Garrett Rooney wrote:
> The real kicker though, and the reason that Lua is in my opinion a
> more practical solution than doing the same sort of thing in a
> language like Perl or Ruby or Python is that Lua is tiny. The entire
> lua5.1 interpreter on my Ubuntu machine is 124k.
I don't get this. You're suggesting a non-mainstream under-supported
second-class higher level language, just because the interpeter has a lower
footprint than, say, Python? I don't remember anyone being concerned with
Mercurial's memory occupation, or svk's.
I sincerely believe that choosing anything which is not Perl or Python is
going to just go against us, in that people are not going to learn a
language just to contribute to Subversion. It is already hard enough to get
external contribution if you use a first-class language.

★ ★ ★ ★ ★ ★ ★

TASK DETAILS:
Answer these questions about the message on Lua:
1. What size does Garrett Rooney give for the lua5.1 interpreter on his Ubuntu machine?
2. Which two tools does the reply say no one was concerned about for memory occupation?
3. Which languages does the reply's writer believe should be chosen?

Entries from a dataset
★ ★ ★ ★ ★ ★ ★

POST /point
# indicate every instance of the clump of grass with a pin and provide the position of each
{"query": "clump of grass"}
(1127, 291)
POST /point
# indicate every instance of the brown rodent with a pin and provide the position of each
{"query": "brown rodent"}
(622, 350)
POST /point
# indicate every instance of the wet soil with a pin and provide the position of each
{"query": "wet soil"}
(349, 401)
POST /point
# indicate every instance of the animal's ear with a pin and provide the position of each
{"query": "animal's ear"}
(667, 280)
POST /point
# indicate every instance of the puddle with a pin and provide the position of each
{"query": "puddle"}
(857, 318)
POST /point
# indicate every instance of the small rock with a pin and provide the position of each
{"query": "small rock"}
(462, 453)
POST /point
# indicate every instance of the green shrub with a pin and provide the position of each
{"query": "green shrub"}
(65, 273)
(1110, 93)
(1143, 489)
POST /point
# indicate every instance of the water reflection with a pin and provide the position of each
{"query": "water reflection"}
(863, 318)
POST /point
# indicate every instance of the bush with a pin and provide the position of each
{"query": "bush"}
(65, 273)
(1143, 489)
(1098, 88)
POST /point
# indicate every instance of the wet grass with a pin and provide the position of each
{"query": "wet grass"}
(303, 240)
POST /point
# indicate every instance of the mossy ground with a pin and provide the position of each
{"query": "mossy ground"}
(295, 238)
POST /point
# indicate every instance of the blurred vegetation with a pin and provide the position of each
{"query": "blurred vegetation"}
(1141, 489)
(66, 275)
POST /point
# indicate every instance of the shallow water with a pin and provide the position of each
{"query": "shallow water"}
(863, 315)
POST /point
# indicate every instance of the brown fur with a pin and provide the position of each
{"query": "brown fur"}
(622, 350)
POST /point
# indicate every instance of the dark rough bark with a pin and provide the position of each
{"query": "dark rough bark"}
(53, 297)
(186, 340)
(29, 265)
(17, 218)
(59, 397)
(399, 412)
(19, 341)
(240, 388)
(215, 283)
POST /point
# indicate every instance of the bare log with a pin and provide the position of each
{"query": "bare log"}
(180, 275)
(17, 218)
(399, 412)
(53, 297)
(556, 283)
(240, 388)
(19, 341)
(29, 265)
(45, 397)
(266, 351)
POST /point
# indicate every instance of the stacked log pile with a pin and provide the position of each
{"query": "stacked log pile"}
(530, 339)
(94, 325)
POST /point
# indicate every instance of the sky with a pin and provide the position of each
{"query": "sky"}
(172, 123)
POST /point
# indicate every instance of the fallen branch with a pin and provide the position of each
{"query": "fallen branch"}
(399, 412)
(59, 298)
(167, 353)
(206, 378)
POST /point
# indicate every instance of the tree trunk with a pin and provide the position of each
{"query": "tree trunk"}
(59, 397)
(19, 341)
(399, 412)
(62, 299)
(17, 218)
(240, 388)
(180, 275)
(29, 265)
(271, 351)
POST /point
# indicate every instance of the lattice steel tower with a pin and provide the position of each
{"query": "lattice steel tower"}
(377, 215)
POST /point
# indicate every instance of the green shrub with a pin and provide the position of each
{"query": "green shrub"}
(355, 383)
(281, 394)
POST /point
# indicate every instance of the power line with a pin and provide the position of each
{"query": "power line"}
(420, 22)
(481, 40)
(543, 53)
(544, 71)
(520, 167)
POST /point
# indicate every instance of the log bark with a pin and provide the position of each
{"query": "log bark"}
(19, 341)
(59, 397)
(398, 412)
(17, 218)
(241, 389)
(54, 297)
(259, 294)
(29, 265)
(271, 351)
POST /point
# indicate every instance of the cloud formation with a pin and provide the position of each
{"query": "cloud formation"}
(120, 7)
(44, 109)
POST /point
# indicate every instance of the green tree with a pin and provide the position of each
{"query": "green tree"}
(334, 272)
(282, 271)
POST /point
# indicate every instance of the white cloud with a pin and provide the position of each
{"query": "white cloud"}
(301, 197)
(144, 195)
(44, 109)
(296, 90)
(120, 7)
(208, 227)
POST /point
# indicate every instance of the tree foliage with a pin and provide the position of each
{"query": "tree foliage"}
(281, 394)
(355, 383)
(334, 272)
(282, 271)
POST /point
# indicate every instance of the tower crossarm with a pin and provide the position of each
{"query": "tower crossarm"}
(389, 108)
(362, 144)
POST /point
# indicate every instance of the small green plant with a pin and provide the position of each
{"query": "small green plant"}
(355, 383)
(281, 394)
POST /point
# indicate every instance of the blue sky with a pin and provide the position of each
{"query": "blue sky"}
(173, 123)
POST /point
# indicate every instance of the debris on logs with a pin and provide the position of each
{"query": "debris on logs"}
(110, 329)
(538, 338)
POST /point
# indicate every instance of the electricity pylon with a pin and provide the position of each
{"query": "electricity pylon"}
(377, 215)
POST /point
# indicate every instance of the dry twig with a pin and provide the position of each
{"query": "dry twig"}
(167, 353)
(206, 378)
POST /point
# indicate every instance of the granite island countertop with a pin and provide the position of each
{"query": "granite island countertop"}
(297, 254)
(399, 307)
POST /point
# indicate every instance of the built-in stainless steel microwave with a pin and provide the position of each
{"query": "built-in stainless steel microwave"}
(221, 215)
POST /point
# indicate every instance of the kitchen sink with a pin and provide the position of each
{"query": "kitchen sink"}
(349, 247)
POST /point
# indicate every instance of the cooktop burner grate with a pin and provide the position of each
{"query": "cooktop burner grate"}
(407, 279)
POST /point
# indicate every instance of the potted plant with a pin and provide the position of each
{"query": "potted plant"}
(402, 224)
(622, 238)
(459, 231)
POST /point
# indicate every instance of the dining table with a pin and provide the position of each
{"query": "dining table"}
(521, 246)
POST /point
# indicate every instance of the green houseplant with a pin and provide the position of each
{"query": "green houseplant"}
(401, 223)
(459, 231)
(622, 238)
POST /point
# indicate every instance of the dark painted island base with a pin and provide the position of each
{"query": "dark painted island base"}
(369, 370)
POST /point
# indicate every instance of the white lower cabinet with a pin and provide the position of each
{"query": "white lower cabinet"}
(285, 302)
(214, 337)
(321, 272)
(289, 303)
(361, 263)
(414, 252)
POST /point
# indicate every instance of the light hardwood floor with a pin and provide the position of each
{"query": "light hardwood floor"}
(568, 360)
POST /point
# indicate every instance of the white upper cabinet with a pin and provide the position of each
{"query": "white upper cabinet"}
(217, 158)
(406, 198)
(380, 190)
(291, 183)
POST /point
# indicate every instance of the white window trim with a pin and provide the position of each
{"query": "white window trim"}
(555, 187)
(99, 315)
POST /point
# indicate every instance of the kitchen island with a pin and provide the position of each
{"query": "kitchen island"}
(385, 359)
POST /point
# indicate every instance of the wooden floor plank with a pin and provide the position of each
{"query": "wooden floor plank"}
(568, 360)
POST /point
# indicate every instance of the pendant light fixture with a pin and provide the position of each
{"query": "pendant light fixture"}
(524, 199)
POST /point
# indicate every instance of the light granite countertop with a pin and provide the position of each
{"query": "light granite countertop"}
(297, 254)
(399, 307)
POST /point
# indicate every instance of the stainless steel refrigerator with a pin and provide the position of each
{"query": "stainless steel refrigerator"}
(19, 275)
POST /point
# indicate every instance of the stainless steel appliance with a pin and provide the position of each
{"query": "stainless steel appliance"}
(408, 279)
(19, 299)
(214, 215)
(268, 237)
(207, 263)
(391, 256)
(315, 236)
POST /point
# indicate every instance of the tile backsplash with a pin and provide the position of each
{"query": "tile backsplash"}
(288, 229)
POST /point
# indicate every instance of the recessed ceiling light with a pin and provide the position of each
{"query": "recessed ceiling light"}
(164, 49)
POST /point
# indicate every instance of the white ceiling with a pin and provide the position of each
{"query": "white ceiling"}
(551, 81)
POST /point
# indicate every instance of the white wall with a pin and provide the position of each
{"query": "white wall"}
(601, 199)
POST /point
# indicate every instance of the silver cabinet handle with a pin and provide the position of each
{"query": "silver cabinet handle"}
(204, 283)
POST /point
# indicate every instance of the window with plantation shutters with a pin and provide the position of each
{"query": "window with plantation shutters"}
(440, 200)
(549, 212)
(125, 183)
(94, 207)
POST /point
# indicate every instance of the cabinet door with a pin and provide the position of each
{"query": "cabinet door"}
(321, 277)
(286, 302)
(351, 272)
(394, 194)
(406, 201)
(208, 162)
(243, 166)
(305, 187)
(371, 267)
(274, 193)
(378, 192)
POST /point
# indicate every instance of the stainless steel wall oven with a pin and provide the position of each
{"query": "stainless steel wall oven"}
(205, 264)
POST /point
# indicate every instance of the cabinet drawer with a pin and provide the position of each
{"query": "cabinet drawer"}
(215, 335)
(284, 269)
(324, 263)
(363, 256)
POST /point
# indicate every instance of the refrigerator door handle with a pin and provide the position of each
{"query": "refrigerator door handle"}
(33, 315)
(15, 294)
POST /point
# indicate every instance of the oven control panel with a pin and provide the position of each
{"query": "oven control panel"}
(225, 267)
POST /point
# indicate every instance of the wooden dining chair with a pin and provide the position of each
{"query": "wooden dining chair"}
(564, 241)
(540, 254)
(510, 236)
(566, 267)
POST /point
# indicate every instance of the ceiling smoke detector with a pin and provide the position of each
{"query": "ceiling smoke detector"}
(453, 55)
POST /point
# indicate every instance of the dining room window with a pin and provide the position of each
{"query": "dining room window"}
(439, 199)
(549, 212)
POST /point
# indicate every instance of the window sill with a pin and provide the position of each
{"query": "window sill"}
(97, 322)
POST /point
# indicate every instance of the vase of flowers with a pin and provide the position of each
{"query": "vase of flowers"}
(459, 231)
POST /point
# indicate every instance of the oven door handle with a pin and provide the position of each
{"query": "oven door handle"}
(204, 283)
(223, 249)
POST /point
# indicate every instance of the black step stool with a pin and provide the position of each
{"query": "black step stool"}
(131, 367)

★ ★ ★ ★ ★ ★ ★

TASK ANSWER:
1. 124k.
2. Mercurial and svk.
3. Perl or Python.